#### TEXT SHOWN:

--- Begin ---

CCTV: lens is more.
This article examines fundamental lens characteristics and their effect on video system Performance. A basic knowledge of how lenses work makes manufacturers' specifications more meaningful, provides a better foundation for lens and camera selection, and makes system planning more productive.
Focal length. The focal length is the distance from the principal point of the lens to its focal point. The principal point is determined by the number of elements in the lens and how each element is ground. The focal point is the point at which all the light passing through the lens converges. That point is beyond the image plane.
Lens format. The format of a lens is the largest area on which a lens can accurately focus the light passing through it. This plane is always a fixed distance from the principal point and is specified by the lens manufacturer.
In CCTV applications the three standard formats are 1 in., 2/3 in., and 1/2 in. The relationship between the formats is linear. For example, the horizontal and vertical dimensions of a 1/2in. format lens are half the dimensions of a 1-in. format lens. The vertical dimension of each format is always 75 percent of the horizontal dimension.
A smaller format lens does not work on a larger format camera because the lens is designed to focus light on an image plane smaller than the camera's imaging device. Larger format lenses on smaller camera formats produce smaller fields of view because the camera's imaging device is smaller than the maximum image plane of the lens.
Sweet spot. The lens's center is the area of least distortion. That highly focused area is called the sweet spot. To estimate the sweet spot, draw a circle whose diameter is equal to the vertical height of the maximum image plane of the lens and superimpose it over the camera's imaging device area.
For example, for the sharpest image possible across the width of the image area on a 2/3-in. camera, the field of view requires an 8-mm lens. A 1-in. format lens's sweet spot covers almost all of a 2/3-in. camera's imaging device and all the imaging device of a 1/2-in. format camera. Using a 1-in. format 8mm lens on the camera can reduce image distortion around the edges.
A word of caution: Lenses from different manufacturers have different resolving abilities. In CCTV applications resolving ability is generally measured in lines resolved in one horizontal TV line. A horizontal TV line is the vertical dimension of the image format divided by 525 (the number of horizontal scan lines in one video frame).
Another important point when converting image formats concerns magnification or telephoto applications. A lens of any given focal length creates no greater telephoto effect for a 1/2-in. camera than it does for a I -in. camera. Thus an application that required a 200mm lens on a 1-in. or 2/-in. camera to acquire the detail needed will still require a 200-mm lens on a 1/2-in. camera to provide the same quality of detail. The difference between the three formats is the field of view-the smaller the format, the narrower the view.
Back focus. Back focusing is the physical adjustment of the camera's imaging device to match the lens's image plane. The more accurately the camera's imaging device is positioned relative tO the lens's image plane, the clearer and sharper the image created by the camera will be.
Every camera needs to be adjusted every time a lens is installed on it. For optimal performance, back focus should be checked even when a lens with identical specifications and the same manufacturer is installed.
Aperture. The aperture or f-number, also called f-stop, is equal to the distance between the lens and the focal point divided by the effective diameter of the lens. However, that equation does not reflect the actual quantity of light or the quality of the image focused on the camera's imaging device.
You could knock the end out of a soda bottle, grind it down with a coarse grinder to a 16-mm diameter, and shape it to focus most of the light 16 mm behind it. The result would be a 16mm f/1.0 lens. However, it would not work well. The f-number simply is not a valid measure of lens quality.

--- End ---

#### WHAT YOU NEED TO DO:
Reproduce the passage of the CCTV lens article starting at "Sweet spot. The" and ending at "imaging device area.".

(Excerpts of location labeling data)
--- Begin ---

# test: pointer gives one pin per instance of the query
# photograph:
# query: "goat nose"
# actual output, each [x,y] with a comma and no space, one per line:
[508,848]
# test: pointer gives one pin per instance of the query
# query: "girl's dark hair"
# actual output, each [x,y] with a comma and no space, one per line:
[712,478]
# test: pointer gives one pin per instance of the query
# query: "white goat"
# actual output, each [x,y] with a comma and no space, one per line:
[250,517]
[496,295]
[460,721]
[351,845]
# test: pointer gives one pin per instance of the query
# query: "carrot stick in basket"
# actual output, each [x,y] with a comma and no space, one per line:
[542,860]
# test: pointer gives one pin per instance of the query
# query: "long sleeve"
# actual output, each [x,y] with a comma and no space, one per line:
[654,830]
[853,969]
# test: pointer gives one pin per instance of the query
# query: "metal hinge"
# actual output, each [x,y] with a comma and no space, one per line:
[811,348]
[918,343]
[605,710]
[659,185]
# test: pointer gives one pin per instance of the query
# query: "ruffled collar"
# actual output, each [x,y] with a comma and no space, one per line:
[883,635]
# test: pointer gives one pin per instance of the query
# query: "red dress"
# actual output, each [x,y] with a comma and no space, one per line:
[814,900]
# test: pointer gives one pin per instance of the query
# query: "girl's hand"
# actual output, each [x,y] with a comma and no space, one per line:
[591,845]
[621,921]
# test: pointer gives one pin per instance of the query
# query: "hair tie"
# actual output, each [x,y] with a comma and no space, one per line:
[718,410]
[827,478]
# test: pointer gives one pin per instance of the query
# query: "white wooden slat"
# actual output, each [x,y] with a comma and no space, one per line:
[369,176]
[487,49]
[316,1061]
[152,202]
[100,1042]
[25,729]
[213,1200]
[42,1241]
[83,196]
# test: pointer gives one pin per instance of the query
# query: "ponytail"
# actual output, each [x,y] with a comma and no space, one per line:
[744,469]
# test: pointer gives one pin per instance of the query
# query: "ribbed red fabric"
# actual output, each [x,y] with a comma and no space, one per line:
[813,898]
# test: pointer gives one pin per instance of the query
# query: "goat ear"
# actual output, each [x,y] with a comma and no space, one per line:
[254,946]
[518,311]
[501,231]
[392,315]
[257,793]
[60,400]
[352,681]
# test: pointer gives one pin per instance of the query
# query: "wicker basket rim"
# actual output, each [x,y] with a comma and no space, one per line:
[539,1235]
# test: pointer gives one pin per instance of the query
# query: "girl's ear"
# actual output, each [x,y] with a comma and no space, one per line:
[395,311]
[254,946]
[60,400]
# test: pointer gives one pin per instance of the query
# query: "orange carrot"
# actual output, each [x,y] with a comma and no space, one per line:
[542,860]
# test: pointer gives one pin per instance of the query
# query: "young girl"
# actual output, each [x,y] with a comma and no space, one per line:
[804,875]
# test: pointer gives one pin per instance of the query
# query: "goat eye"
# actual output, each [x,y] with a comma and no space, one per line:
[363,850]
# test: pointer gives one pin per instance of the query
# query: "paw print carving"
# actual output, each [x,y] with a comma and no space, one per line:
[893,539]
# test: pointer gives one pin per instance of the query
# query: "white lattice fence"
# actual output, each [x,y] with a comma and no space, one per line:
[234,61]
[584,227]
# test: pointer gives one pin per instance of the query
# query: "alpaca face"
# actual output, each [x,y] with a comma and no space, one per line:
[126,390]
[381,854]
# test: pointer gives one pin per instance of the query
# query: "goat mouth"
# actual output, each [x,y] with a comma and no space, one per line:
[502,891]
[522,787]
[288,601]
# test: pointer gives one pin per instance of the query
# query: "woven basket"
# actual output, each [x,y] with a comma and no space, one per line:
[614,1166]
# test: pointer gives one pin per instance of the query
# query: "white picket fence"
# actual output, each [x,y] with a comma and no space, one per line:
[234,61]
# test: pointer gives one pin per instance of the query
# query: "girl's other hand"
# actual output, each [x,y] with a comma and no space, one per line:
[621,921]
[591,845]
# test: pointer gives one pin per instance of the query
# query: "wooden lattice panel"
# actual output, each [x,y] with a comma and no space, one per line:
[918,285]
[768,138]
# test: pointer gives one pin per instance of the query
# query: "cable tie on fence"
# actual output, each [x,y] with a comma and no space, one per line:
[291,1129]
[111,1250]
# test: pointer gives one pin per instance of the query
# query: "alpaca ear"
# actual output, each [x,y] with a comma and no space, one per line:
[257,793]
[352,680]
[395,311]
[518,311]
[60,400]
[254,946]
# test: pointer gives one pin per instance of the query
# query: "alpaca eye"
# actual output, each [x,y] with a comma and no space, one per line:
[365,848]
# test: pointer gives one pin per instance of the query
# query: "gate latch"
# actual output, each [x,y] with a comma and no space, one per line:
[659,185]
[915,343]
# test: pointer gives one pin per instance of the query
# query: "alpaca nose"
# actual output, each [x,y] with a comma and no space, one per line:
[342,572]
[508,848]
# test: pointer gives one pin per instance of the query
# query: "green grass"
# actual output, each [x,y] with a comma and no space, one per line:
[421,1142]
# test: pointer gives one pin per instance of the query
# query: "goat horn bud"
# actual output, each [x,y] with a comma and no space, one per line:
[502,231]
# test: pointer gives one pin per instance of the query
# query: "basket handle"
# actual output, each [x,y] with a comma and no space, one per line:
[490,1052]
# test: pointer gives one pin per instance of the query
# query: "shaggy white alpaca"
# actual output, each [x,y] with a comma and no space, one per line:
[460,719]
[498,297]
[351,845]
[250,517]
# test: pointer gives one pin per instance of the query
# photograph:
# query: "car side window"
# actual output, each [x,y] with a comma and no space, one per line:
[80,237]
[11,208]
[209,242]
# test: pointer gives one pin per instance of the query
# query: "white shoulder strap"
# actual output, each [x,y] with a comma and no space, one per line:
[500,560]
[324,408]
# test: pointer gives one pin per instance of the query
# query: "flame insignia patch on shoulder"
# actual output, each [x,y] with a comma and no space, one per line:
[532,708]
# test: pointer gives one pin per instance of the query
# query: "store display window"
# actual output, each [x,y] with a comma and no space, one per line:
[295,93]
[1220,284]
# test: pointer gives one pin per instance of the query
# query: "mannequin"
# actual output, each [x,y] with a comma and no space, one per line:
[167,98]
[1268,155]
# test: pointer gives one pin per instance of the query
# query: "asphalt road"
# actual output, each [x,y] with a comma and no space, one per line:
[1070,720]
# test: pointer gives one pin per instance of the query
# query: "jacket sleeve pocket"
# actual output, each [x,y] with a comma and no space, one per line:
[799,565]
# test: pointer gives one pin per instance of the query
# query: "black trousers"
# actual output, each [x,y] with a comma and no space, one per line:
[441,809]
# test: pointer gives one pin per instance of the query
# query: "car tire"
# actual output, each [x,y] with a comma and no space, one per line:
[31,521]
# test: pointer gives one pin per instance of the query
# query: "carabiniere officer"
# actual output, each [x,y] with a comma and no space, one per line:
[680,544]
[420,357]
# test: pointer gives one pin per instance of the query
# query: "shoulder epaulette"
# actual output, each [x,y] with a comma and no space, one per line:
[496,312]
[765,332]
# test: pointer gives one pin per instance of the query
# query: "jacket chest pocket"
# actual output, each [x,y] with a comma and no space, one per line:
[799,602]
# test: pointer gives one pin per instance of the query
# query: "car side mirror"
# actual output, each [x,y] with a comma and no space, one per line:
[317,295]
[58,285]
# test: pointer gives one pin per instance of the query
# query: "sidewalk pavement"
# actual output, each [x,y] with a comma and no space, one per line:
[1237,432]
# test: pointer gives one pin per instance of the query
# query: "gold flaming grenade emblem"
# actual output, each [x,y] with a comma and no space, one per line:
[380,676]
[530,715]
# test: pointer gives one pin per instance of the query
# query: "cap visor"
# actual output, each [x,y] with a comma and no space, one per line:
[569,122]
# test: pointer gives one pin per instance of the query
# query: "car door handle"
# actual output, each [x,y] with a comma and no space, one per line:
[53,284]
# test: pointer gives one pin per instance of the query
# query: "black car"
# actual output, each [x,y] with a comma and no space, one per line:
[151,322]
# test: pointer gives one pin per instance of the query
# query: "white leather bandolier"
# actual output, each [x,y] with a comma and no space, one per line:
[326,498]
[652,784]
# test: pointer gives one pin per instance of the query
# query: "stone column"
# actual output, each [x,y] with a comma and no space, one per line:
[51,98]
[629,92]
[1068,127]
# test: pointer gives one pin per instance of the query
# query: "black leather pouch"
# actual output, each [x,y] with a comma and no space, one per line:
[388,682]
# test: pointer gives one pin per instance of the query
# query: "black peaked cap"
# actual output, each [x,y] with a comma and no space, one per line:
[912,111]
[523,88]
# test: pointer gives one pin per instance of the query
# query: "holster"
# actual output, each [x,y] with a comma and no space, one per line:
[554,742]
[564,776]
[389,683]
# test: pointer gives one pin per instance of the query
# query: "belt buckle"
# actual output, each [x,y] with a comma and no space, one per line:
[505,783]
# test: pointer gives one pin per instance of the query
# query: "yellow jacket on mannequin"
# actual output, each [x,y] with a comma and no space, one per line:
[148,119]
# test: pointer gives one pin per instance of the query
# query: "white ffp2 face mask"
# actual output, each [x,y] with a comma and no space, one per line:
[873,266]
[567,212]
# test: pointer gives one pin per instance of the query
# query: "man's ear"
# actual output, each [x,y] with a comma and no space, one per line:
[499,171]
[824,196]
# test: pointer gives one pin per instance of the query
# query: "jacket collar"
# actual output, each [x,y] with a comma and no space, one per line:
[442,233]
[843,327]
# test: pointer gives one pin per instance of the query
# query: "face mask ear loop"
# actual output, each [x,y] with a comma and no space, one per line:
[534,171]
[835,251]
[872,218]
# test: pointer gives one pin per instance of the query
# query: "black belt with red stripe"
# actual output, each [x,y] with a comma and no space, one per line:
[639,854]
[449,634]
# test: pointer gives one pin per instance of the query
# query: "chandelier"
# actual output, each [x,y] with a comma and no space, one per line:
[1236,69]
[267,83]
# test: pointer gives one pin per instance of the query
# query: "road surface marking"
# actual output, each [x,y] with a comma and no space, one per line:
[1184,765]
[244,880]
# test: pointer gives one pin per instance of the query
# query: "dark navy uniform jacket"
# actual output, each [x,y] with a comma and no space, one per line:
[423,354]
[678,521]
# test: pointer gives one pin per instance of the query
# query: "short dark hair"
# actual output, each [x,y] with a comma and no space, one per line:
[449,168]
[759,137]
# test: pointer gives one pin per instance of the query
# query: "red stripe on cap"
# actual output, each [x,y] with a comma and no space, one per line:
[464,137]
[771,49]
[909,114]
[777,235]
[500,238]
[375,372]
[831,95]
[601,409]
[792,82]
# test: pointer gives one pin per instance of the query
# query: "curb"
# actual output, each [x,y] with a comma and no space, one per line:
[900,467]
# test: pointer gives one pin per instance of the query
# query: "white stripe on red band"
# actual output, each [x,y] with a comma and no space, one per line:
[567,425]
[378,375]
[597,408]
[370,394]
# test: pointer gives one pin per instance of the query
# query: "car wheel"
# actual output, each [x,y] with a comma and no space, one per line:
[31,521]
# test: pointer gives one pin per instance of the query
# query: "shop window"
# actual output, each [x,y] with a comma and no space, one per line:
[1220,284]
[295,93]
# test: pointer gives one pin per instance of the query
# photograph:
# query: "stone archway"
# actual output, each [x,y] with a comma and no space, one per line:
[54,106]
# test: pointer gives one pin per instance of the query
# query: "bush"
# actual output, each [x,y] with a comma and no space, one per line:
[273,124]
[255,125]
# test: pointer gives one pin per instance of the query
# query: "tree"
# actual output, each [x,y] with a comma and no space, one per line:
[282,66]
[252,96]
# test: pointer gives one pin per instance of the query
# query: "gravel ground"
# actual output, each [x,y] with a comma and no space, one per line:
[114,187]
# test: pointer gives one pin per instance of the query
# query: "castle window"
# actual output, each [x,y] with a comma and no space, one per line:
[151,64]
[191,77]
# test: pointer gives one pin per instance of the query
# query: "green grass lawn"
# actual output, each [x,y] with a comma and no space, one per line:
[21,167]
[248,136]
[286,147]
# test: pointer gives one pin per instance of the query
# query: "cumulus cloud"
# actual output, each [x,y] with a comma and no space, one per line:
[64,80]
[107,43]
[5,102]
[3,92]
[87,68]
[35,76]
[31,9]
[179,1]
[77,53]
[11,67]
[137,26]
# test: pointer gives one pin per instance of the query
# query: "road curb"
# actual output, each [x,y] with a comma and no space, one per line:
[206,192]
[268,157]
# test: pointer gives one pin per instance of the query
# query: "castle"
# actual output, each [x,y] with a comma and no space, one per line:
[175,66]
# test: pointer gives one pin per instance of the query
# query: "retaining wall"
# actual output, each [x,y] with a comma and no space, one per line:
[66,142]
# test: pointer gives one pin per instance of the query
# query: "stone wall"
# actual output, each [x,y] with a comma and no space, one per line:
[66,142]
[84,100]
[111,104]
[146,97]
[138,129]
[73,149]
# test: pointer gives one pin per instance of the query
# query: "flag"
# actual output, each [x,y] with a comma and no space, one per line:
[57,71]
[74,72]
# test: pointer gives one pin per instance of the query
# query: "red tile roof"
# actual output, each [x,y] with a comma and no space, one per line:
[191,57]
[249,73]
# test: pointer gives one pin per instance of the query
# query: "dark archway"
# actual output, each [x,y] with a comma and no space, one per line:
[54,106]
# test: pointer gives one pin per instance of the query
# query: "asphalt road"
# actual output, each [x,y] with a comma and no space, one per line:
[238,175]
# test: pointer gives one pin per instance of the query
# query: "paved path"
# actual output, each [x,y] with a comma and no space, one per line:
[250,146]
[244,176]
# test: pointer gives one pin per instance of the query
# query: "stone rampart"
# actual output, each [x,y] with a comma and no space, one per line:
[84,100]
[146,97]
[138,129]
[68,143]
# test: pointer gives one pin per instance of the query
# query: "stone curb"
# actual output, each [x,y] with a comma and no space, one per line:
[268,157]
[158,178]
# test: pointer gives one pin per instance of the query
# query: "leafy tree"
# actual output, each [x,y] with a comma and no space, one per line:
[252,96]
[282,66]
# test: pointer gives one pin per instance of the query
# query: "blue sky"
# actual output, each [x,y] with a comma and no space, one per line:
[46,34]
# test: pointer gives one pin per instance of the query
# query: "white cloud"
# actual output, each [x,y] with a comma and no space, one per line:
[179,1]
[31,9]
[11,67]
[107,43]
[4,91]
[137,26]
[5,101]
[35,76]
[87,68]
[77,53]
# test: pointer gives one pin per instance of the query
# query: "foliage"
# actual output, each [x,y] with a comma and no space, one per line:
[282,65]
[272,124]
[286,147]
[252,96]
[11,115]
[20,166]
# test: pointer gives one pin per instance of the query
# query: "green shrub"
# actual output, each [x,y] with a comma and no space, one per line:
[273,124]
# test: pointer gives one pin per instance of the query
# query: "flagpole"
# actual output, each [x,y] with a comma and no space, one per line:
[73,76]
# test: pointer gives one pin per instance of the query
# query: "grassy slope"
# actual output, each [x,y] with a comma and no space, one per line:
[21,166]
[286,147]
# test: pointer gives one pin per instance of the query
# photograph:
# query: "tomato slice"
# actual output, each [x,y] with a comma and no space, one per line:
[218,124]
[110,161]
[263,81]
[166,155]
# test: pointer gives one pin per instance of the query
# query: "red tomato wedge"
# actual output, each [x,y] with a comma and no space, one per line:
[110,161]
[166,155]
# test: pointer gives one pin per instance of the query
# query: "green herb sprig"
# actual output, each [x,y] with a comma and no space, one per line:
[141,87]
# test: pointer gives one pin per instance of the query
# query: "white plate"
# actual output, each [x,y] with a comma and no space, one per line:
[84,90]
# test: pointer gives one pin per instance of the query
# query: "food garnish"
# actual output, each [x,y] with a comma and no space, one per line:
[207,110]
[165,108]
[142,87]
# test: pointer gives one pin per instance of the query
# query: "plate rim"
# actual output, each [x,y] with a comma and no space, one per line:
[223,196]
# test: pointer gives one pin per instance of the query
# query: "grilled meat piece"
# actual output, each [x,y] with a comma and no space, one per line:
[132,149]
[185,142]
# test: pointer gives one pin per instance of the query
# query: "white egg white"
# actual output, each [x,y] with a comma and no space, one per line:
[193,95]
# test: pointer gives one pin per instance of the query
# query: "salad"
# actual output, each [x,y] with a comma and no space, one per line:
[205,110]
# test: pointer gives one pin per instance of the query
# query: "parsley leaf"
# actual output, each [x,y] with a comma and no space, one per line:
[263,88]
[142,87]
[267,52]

--- End ---

#### TASK OUTPUT:
Sweet spot. The lens's center is the area of least distortion. That highly focused area is called the sweet spot. To estimate the sweet spot, draw a circle whose diameter is equal to the vertical height of the maximum image plane of the lens and superimpose it over the camera's imaging device area.